PROVIDED RECORDS:

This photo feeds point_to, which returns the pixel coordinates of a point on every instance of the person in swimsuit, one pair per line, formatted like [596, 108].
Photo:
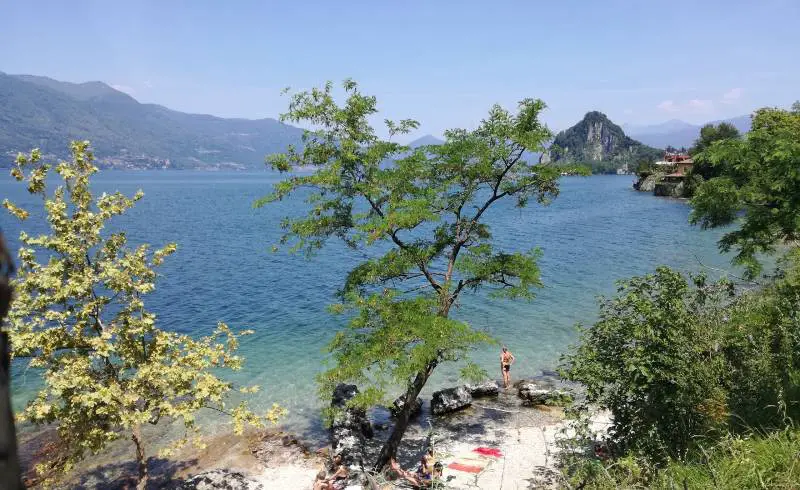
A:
[506, 360]
[426, 467]
[340, 474]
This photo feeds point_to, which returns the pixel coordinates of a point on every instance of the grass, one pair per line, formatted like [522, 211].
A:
[756, 462]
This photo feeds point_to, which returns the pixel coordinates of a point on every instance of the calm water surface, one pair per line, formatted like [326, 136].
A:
[597, 231]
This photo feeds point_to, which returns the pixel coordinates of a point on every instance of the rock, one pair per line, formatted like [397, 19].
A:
[350, 428]
[533, 394]
[647, 182]
[220, 480]
[450, 400]
[342, 394]
[669, 189]
[398, 405]
[487, 388]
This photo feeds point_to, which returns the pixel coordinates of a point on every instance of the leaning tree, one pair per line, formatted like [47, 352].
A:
[419, 218]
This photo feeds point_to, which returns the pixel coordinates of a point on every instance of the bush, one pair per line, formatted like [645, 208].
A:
[734, 463]
[650, 361]
[684, 368]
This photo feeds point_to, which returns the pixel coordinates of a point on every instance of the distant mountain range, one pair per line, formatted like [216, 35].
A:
[39, 112]
[678, 133]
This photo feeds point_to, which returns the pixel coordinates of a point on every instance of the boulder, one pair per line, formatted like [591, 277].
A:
[398, 405]
[450, 400]
[487, 388]
[220, 480]
[349, 429]
[534, 394]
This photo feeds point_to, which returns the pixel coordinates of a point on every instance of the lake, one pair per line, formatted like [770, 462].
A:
[597, 231]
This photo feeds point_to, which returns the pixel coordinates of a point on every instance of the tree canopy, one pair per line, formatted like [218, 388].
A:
[419, 216]
[708, 135]
[757, 186]
[79, 316]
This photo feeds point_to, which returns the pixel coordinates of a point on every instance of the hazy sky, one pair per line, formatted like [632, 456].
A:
[441, 62]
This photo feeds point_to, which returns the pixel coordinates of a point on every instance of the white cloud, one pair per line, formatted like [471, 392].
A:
[732, 95]
[123, 88]
[668, 106]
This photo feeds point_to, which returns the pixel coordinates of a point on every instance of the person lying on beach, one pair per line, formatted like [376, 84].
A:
[397, 471]
[321, 483]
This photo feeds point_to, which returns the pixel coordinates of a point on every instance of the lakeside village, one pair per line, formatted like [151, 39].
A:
[666, 177]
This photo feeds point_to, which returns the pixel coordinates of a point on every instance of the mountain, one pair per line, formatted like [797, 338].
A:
[663, 135]
[598, 142]
[39, 112]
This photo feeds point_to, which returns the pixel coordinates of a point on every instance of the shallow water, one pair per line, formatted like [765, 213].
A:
[597, 231]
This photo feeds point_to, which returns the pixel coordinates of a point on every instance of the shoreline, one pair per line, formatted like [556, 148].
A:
[523, 437]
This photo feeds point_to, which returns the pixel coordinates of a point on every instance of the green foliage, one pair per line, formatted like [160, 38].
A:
[418, 215]
[599, 143]
[79, 316]
[683, 368]
[759, 180]
[648, 360]
[733, 463]
[703, 168]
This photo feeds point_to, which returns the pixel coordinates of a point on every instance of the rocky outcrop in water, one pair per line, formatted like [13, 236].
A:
[487, 388]
[600, 143]
[450, 400]
[220, 480]
[400, 403]
[533, 394]
[350, 428]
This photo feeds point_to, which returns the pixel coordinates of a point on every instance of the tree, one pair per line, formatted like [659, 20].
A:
[708, 135]
[421, 215]
[758, 181]
[79, 317]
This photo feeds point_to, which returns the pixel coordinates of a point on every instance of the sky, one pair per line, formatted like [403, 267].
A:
[443, 63]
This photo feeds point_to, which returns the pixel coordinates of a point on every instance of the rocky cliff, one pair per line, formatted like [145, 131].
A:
[598, 142]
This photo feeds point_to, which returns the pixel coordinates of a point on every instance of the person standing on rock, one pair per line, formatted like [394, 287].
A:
[506, 360]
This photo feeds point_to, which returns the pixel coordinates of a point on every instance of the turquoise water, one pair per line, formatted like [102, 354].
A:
[597, 231]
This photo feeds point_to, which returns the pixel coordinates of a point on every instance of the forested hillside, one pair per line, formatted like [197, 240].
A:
[38, 112]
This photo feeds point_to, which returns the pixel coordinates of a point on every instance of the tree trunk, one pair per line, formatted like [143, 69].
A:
[389, 449]
[140, 458]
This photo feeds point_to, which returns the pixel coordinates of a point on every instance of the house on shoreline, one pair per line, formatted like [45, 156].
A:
[667, 176]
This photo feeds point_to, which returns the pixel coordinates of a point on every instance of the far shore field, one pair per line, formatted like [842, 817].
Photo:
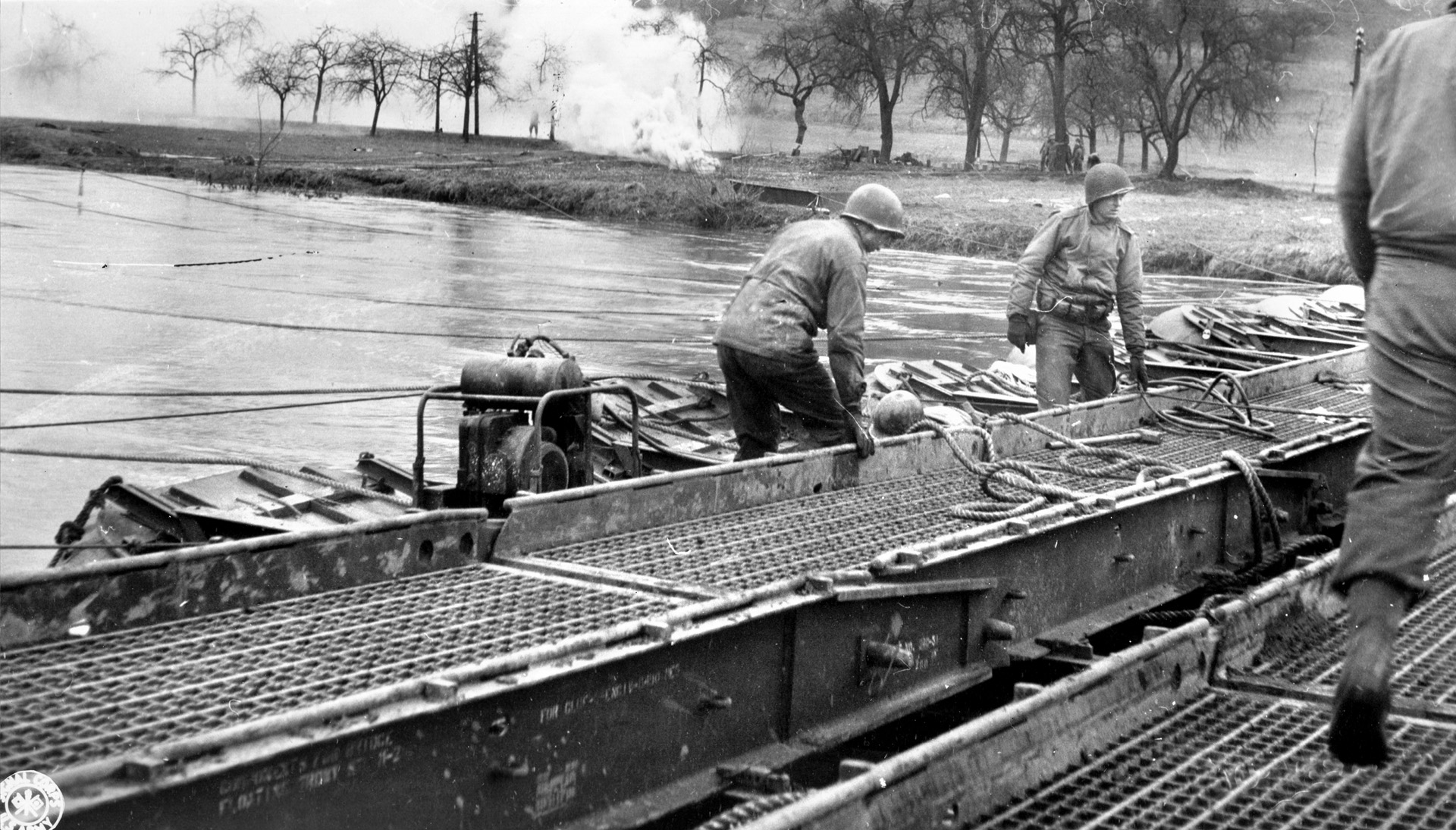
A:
[1218, 227]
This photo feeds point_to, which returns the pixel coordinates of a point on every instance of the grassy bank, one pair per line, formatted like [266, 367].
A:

THE TASK: Copy every one of the records above word for word, leaving out the pictures.

WORKED SOLUTION:
This photo feeds point_to, which returns the pixel coordinates of a point on every instance of the person in swimsuit, one pair per line, formatted like [596, 108].
Photo:
A:
[506, 360]
[426, 467]
[340, 474]
This photo feeds point_to, which returns the pixel coordinates of a point on every instance of the grass, one pair per line, formatted like [522, 211].
A:
[756, 462]
This photo feeds point_to, which returns the pixel coordinates of a point on every instance of the calm water surface, one pair per line, formatted like [326, 136].
A:
[597, 231]
This photo feeds point_to, which returns the pixel coordinates of a point on every instance of the rock, one pair per line, formatted like [397, 19].
A:
[350, 428]
[533, 394]
[647, 182]
[220, 480]
[450, 400]
[342, 394]
[669, 189]
[398, 405]
[487, 388]
This photo feeds point_to, which returns the pixel coordinates of a point on every instance of the leaning tree, one pair per line, formatted like [47, 352].
A:
[419, 218]
This photo feeds point_to, which returns the pixel coordinates of a point on every instance of the bush, one pair per line, formatted like [645, 208].
A:
[734, 463]
[650, 361]
[684, 368]
This photo feeds point_to, which returns the pixel coordinates of a point on every instance of the distant mountain range, one pair per line, formatted like [216, 35].
A:
[39, 112]
[678, 133]
This photo feeds point_to, which returns the pixel coordinates of a point on every instance of the boulder, one pair per line, formatted like [591, 277].
A:
[398, 405]
[450, 400]
[487, 388]
[220, 480]
[349, 429]
[534, 394]
This photo feeds point_to, which returns the pixel coordinates of a point on every instance of the lake, one pair per line, formatted like [770, 462].
A:
[597, 231]
This photo feeds point_to, which returns the pixel coordinates of a point on every instance of the tree canopy, one pair per line, formatted like [218, 388].
A:
[419, 216]
[708, 135]
[757, 186]
[79, 316]
This photo feeds point_to, which returns the pixel coordinates of a point on every instance of the hazy sky, one pair per line, formatted like [632, 456].
A:
[441, 62]
This photo feeds point_to, which returns the pixel coordinates of a point on every instance of the white cloud, one pair per line, formatted like [471, 392].
A:
[732, 95]
[123, 88]
[668, 106]
This photo feeds point_to, which returns the pixel coordinates of a point on every instance of the person lying on beach, one pair per line, formatted like [376, 84].
A:
[397, 471]
[321, 483]
This photo feeds point_to, which returns the pixel coordinates of a point on every instance of the lakeside village, one pair per line, formatted like [151, 39].
A:
[666, 177]
This photo feeds point_to, which returns the pixel coordinates of a point on every instance of the mountain, one pair per line, formatted like [797, 338].
A:
[663, 135]
[598, 142]
[39, 112]
This photo feeds point_to, which returns the pixel coordinates of a point on every instance of the shallow water, one pair per line, formatted like [765, 213].
A:
[597, 231]
This photo feeds point_to, which returns the pixel coordinates of a point on every instance of the shoreline, one pair per line, formatted like [556, 148].
A:
[523, 437]
This photo feeds point_to, which returns the pixel coordinates of a point on every instance of the green foliage, one pair per line, formatted like [160, 38].
A:
[418, 215]
[599, 143]
[79, 316]
[683, 368]
[759, 180]
[648, 360]
[733, 463]
[703, 168]
This photo feeds point_to, which returns the pixel coordinates of a point on every instance of the rocky outcrop in water, one pair per line, formatted like [13, 236].
A:
[487, 388]
[600, 143]
[450, 400]
[220, 480]
[400, 403]
[533, 394]
[350, 428]
This photo feeds point_to, which returns the pixel coordinates of a point on every instance of the tree, one pair per line, formatted like [659, 20].
A:
[708, 135]
[421, 215]
[758, 181]
[79, 317]
This photo feeds point_to, which returns the pixel coordinates of a point on every instance of the sky, one pair per line, formatted like [403, 267].
A:
[443, 63]
This photo feeds point_to, which returns the pixel coordinates of a point on every instance of the rocky cliff, one pair per line, formatted like [145, 131].
A:
[598, 142]
This photo feeds point_to, which returns the pixel coordinates of a point on every instance of the person standing on rock, one pair per line, formatted like [394, 287].
A:
[506, 360]
This photo feeds point_to, which returns the pixel coordinates of a point on every instance of the turquoise water, one pair per line, formatted like [102, 354].
A:
[597, 231]
This photo feeds point_to, which returns the pixel coordinates of a point on every instance of the forested hillside, one pair per line, formatted like [197, 240].
A:
[38, 112]
This photo feeds point_to, which returns the pixel coordinates of a point on every instance of the tree trunk, one pair per line, formatted like [143, 69].
A:
[389, 449]
[140, 458]
This photo feeds point_to, which returns the pixel coordinates of a point on every instance of the house on shoreline, one pair per line, formatted like [45, 156].
A:
[667, 176]
This photo feeds point_to, which returns the pixel coordinates of a point on every instance of the far shore field, one pair per line, formatted like [842, 817].
Photo:
A:
[1218, 227]
This photo feeds point_to, which returns the pixel coordinates of a point on every instance of the grassy bank, one pair per line, formatted like [266, 367].
A:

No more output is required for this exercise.